─── Excerpt to read ───
I waited months to bring my Beatrix home. For years I begged my husband to let me breed Maine Coons, and when he finally agreed I began researching breeders. Most breeders in the United States will not release breeding rights, so I found a recommended breeder in Russia. When I placed my deposit on my sweet baby Beatrix, I fell in love with her and we hadn't even met. She flew all the way from Russia, and I was expecting her to be very nervous and shy. When I opened up her crate at the airport, she jumped right into my arms and purred. She was happy to be out of her crate, and I cried tears of joy that she was finally here. Safe and sound and healthy, or so we thought.
Beatrix flew with Sullivan, a male from the same breeder, and immediately we noticed the size difference between them. I chalked it up to age difference, gave her canned food and chicken, but as Sully nearly doubled his weight in a matter of weeks, she barely put any weight on.
─── Given records ───
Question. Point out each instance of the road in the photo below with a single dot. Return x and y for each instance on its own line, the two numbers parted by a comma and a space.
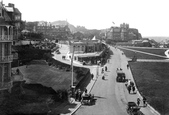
109, 100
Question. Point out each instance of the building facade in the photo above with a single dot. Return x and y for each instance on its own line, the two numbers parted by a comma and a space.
6, 38
49, 30
123, 33
85, 46
16, 20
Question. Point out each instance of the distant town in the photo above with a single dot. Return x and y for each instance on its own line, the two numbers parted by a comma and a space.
55, 68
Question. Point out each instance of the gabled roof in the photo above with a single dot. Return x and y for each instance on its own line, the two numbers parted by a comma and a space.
9, 9
17, 11
7, 18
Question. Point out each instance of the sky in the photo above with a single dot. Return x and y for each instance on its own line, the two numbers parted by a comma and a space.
150, 17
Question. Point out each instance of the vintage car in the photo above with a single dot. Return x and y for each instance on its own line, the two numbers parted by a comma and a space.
87, 99
133, 109
121, 77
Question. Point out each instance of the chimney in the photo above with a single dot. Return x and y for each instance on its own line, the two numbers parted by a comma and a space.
11, 5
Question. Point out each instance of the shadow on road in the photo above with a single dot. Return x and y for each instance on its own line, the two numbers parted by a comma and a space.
99, 97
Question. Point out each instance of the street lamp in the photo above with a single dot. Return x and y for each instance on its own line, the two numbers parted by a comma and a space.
72, 87
72, 64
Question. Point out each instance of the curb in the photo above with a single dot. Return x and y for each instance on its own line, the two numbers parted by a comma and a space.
78, 106
148, 105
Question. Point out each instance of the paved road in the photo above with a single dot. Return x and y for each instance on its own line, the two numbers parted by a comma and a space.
108, 98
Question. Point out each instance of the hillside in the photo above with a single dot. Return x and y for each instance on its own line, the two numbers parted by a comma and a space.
158, 38
74, 29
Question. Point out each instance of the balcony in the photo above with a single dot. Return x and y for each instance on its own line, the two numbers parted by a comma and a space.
4, 59
5, 85
6, 38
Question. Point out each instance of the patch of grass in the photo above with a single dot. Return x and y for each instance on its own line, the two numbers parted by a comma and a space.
152, 81
158, 51
130, 54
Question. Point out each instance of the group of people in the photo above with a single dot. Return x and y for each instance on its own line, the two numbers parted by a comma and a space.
103, 77
78, 95
144, 101
130, 86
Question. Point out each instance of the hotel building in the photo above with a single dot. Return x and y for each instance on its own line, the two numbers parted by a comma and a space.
6, 39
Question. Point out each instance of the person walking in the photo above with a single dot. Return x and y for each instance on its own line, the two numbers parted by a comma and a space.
102, 70
129, 88
76, 95
133, 88
92, 76
105, 68
138, 101
144, 101
85, 90
127, 66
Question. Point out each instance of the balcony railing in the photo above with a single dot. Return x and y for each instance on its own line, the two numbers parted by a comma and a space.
6, 38
5, 85
8, 58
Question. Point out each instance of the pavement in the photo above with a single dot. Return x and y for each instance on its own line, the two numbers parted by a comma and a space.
95, 71
149, 110
71, 108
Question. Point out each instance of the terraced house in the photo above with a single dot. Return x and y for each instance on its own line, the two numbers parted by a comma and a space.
7, 29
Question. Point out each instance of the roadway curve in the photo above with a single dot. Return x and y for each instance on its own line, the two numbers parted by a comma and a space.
110, 100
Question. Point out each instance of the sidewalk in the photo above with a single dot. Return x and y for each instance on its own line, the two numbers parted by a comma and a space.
69, 107
133, 97
74, 106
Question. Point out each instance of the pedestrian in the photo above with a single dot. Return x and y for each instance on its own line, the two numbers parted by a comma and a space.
138, 101
105, 68
85, 91
17, 71
129, 88
76, 95
133, 88
102, 70
92, 76
80, 96
144, 101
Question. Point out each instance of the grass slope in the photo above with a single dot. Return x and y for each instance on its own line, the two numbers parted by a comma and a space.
48, 76
130, 54
158, 51
152, 81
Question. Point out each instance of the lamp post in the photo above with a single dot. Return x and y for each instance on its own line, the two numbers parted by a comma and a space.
72, 65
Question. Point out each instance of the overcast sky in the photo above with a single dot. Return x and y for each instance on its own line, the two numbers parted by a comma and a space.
150, 17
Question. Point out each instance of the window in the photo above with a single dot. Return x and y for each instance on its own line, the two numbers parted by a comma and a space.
6, 73
0, 12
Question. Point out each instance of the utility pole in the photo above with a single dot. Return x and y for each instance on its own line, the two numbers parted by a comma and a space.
72, 64
72, 87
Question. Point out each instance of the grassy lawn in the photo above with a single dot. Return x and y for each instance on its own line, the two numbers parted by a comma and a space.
───
Work order 1: Repeat the passage about Beatrix, beginning at the words "I waited months" and stopping after "so we thought.", but switch "crate" to "carrier".
Work order 2: In the passage about Beatrix, who flew with her from the breeder?
Work order 3: Please carry the passage about Beatrix on from its last sentence.

Output 1:
I waited months to bring my Beatrix home. For years I begged my husband to let me breed Maine Coons, and when he finally agreed I began researching breeders. Most breeders in the United States will not release breeding rights, so I found a recommended breeder in Russia. When I placed my deposit on my sweet baby Beatrix, I fell in love with her and we hadn't even met. She flew all the way from Russia, and I was expecting her to be very nervous and shy. When I opened up her carrier at the airport, she jumped right into my arms and purred. She was happy to be out of her carrier, and I cried tears of joy that she was finally here. Safe and sound and healthy, or so we thought.

Output 2: Sullivan, a male from the same breeder.

Output 3:
In the beginning of July, Beatrix became more sluggish, and I noticed her struggling to breathe. The vet diagnosed bronchitis, and after 10 days on antibiotics she got worse. The vet drained fluid from her little lungs, sent the fluid off to the lab, and we anxiously waited for results. The morning of July 15 the vet called. The sun was shining through my bedroom window, everything was calm and quiet. I had hoped and prayed for this to be something curable. There was no way I could prepare myself for the terrible news. When the vet told me I should sit down for the results I knew in my heart the results would not be what I asked and prayed for. My sweet girl, our "little weasel", was diagnosed with FIP. Those three little letters meant absolutely nothing to me before, and changed everything. Beatrix ended up having to be euthanized, and even though it completely crushed me, losing her made me realize how important it is to be a good, ethical,honest breeder.